>> START RECORDS FOR THIS EXERCISE
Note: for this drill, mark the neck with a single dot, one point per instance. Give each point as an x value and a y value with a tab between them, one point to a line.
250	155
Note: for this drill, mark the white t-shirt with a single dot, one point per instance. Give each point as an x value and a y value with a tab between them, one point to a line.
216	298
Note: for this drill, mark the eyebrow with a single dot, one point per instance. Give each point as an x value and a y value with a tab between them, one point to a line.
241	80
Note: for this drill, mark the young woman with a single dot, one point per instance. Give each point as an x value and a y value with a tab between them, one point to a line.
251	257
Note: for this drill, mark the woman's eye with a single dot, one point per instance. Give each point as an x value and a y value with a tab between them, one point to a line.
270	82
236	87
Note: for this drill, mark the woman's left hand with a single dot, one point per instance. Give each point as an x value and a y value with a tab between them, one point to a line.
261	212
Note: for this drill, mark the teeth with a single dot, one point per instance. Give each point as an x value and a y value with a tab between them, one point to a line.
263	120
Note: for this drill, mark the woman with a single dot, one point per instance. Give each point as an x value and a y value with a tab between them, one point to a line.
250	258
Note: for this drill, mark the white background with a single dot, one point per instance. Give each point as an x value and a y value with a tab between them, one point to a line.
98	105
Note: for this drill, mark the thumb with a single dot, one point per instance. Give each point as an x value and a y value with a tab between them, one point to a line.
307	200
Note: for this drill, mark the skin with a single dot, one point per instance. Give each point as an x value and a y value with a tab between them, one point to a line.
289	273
>> END RECORDS FOR THIS EXERCISE
>> START RECORDS FOR THIS EXERCISE
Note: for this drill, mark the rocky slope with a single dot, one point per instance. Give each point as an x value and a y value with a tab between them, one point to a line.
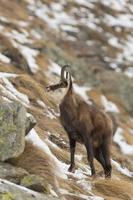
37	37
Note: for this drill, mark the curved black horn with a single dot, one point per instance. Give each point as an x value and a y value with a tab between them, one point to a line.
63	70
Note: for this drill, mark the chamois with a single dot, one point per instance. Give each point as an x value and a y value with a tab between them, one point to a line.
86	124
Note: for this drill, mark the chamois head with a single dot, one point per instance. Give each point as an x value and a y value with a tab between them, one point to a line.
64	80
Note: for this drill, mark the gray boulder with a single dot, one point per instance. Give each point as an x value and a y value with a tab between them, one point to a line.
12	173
>> END RECORDS FOR THIS EXERCISE
◆ **JOB**: Filter the records above, copying each line that contains the string "chamois". Treat the match as case-sensitive.

◆ **OUTPUT FOR THIS TASK**:
Note: for this drill, mark the chamois with a single dot, one point per instance. Give each point as an x value and a y value with a tab between them, one point to a line.
Note: for this drill, mark the chamois head with a single dot, one point per instance. Give each point as an x value and a y value with a tab between them, one point to a line.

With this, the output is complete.